- _Study text_

═══

England's Women's Health Strategy to include £1.5m femtech fund as refresh focuses on patient voice and waiting lists
UK Government announced the refreshed strategy
The UK government has announced a £1.5 million femtech challenge fund as part of its refreshed Women’s Health Strategy, alongside wider reforms aimed at tackling long waiting lists, improving pain management, and embedding women’s voices at the centre of NHS care.
Framing the need for reform, Health Secretary Wes Streeting said the NHS is a system that “too often gaslights women, treating their pain as an inconvenience and their symptoms as an overreaction,” adding: “women’s voices must be central to delivering effective, respectful and empathetic care.”
Published today, the strategy sets out a system-wide reset for women’s health services - focused on addressing entrenched cultural and structural failures in how women are listened to and treated.
Femtech funding and innovation measures
The headline measure in innovation is a modest £1.5 million FemTech challenge fund, intended to support adoption of technologies targeting unmet need in women’s health. This grant-based awards will encourage community service models addressing health inequalities. Examples will be evaluated as part of the programme, helping FemTech developers generate the evidence needed to spread their products across the NHS.
This sits alongside plans for a new accelerator for female founders, delivered through the National Institute for Health and Care Research (NIHR), offering funding, mentoring and commercial support for innovations aligned with NHS priorities.
The strategy also outlines a new NIHR R&D Innovation Catalyst to support high-priority innovations across development stages
There are also efforts to improve women’s participation in clinical trials, including integration with the NHS App. Notably there is also a requirement that publicly funded research must now account for sex-based differences in order to be funded.
The strategy also commits to trialling wearable technologies for women in areas of deprivation - working with innovators and providing devices for free in areas where health need and deprivation are highest. An initial focus will be on the detection and monitoring of cardiovascular disease.
A new collaboration will also launch with the Indian Department of Biotechnology on FemTech Research and Innovation.

═══

- _Data excerpts_

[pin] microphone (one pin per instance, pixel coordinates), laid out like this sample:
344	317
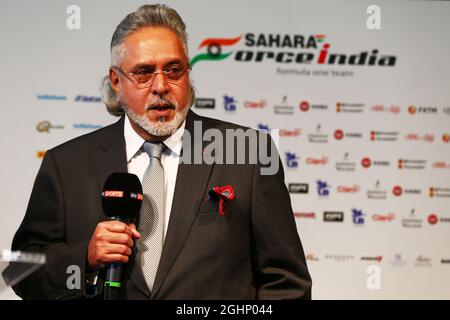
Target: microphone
121	200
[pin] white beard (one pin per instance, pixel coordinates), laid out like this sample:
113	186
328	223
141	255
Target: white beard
161	127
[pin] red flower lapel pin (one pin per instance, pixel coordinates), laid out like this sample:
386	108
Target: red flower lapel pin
221	195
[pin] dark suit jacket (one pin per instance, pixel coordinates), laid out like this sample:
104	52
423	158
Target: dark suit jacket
252	252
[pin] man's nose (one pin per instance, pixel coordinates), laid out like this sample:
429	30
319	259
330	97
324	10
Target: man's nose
160	86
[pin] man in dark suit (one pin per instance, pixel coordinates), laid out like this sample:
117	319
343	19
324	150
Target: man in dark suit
245	248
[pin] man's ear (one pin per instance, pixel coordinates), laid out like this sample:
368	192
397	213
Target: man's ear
115	83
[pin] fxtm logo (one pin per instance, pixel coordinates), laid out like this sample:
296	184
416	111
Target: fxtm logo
292	160
358	217
323	189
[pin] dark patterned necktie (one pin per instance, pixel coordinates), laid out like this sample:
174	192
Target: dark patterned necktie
151	223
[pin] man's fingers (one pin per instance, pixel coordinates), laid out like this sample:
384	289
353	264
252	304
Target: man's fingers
118	227
117	238
115	257
118	249
135	233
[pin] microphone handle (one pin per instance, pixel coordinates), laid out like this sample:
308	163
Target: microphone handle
113	278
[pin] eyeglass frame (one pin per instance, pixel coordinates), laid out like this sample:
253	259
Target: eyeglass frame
129	76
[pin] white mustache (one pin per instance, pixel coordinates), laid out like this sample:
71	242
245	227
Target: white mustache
161	102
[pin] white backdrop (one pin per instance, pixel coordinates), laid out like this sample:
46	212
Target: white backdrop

═══

- _Problems and tasks_
**1)** Rewrite the passage of the women's health strategy article between "Femtech funding and" and "with NHS priorities.", inclusive, replacing "modest" with "small".
**2)** Continue the article on England's refreshed Women's Health Strategy from the point where it stops.

- _Written responses_
**1)**
Femtech funding and innovation measures
The headline measure in innovation is a small £1.5 million FemTech challenge fund, intended to support adoption of technologies targeting unmet need in women’s health. This grant-based awards will encourage community service models addressing health inequalities. Examples will be evaluated as part of the programme, helping FemTech developers generate the evidence needed to spread their products across the NHS.
This sits alongside plans for a new accelerator for female founders, delivered through the National Institute for Health and Care Research (NIHR), offering funding, mentoring and commercial support for innovations aligned with NHS priorities.

**2)**
Listening to women - and acting on it
While innovation features in the strategy, its core focus is on culture and accountability.
A key proposal is a new trial linking patient feedback to provider funding, where women will be asked whether services should receive full payment based on their experience. The aim is to ensure providers are held accountable for listening to women.
Additional measures include:
Rolling out patient-reported outcome and experience measures (PROMs and PREMs)
Establishing a Women’s Voices Partnership to inform policy
Introducing new standards to ensure women are offered appropriate pain relief during procedures
The strategy highlights evidence that women are less likely to receive adequate pain treatment and more likely to have their symptoms dismissed.
Cutting waiting lists and improving access
Reducing delays in care - particularly in gynaecology - is another central pillar.
Women face long waits for diagnosis and treatment, with average gynaecology waiting times still standing at more than 565,000 and conditions such as endometriosis taking nearly a decade to diagnose.
To address this, the strategy proposes:
A single point of access for gynaecology referrals
Redesigned pathways for conditions including heavy periods, menopause and urogynaecology
Expansion of community-based women’s health hubs
Greater use of digital and online services to streamline care
The reforms aim to reduce repeated appointments and delays, and ensure women are directed to the right specialist more quickly.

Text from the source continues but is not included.